EXERCISE DESCRIPTION - Whatever appears in the data below, copy it exactly.
(SOURCE DATA Opens)
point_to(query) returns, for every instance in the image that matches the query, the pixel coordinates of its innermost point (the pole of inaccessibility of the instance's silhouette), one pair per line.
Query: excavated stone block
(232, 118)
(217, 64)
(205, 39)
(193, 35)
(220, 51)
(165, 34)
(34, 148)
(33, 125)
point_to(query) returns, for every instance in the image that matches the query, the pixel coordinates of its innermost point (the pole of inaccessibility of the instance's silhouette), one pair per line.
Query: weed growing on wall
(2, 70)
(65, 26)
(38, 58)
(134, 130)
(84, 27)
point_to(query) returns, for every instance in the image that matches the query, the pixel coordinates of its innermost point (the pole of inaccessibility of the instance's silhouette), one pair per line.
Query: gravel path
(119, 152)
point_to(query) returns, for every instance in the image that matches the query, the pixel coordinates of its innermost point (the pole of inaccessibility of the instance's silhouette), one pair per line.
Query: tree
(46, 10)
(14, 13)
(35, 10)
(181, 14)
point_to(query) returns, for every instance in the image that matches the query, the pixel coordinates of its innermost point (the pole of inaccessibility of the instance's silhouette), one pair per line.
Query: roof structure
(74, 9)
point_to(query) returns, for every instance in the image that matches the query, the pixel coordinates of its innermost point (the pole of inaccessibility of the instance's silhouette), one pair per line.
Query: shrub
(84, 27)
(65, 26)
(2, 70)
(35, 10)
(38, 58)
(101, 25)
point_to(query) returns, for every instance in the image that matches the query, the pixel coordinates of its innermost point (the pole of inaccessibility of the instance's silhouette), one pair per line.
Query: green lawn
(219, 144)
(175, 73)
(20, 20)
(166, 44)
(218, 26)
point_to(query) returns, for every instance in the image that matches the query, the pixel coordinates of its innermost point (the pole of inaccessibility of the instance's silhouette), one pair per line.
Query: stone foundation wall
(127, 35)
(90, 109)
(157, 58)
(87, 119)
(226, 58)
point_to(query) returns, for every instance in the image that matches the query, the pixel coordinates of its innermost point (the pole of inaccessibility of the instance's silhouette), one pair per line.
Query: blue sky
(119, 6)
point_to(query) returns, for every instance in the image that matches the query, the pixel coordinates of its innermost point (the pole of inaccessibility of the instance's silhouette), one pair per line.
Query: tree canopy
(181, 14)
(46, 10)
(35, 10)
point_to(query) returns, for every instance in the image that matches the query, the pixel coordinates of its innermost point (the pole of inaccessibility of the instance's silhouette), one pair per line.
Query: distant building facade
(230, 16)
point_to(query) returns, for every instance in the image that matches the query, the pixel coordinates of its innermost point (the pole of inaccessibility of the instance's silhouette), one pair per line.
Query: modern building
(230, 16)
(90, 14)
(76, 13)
(SOURCE DATA Closes)
RESPONSE TO THIS TASK -
point_to(query) returns, for every instance in the image that matches the query, the pixel coordinates of its innermost point (the pole of inaccessibility of the instance's silhouette), one pair per line.
Query: excavated stone block
(232, 118)
(217, 64)
(205, 39)
(193, 35)
(220, 51)
(165, 34)
(34, 148)
(33, 125)
point_to(query) returns, for every instance in the image that matches the query, the pixel coordinates of its innermost point (the pole of inaccessibility of the instance's silhouette), one pair per line.
Query: weed growing on wall
(2, 70)
(65, 26)
(38, 58)
(134, 130)
(84, 27)
point_to(query) returns, for every instance in the image that matches the query, the pixel coordinates of its innermost point (the pole of inaccessibility of the instance's silhouette), one pair per line.
Query: gravel path
(119, 152)
point_to(query) returns, for every instance in the image that matches the query, the pixel coordinates of its innermost point (the pole of inaccessibility of the instance's silhouette), one pair per line.
Query: tree
(46, 10)
(14, 13)
(35, 10)
(181, 14)
point_to(query) returns, for every instance in the image that matches the query, the pixel coordinates of its innermost point (the pole of inaccessibility of the instance's silhouette), one pair per line.
Query: roof structure
(74, 9)
point_to(query) returns, for every instance in the image that matches the query, the pixel coordinates of its innermost point (the pole of inaccessibility of the instance's silhouette), one pair per line.
Query: shrub
(84, 27)
(65, 26)
(2, 70)
(35, 10)
(38, 58)
(101, 25)
point_to(query) returns, for every instance in the image that matches the query, the pixel coordinates of its innermost point (the pole of inaccessibility of the instance's silhouette), one pair per line.
Query: green lawn
(219, 144)
(175, 73)
(20, 20)
(166, 44)
(218, 26)
point_to(query) returns, for every instance in the image that matches the query, the pixel coordinates of its innermost point (the pole of inaccessibility of the instance's silhouette), one pair per line.
Query: stone foundation wall
(127, 35)
(90, 109)
(157, 58)
(87, 119)
(226, 58)
point_to(query) returns, for every instance in the image that matches the query, the pixel coordinates of its innermost point (the pole of inaccessibility of the instance's silhouette), one pair per line.
Query: blue sky
(119, 6)
point_to(query) returns, for every instance in the image that matches the query, the pixel coordinates of its innermost point (the pole of inaccessibility of the instance's silhouette), one pair per line.
Query: tree canopy
(181, 14)
(46, 10)
(35, 10)
point_to(query) returns, for every instance in the image that matches the query, the pixel coordinates of its innermost point (the pole of inaccessibility of the instance's silhouette), one pair per line.
Query: distant building facade
(230, 16)
point_to(query) returns, for every instance in the image that matches the query, the pixel coordinates of its innermost point (the pole of inaccessibility of the instance's silhouette), one pair per line.
Query: modern building
(230, 16)
(90, 14)
(76, 13)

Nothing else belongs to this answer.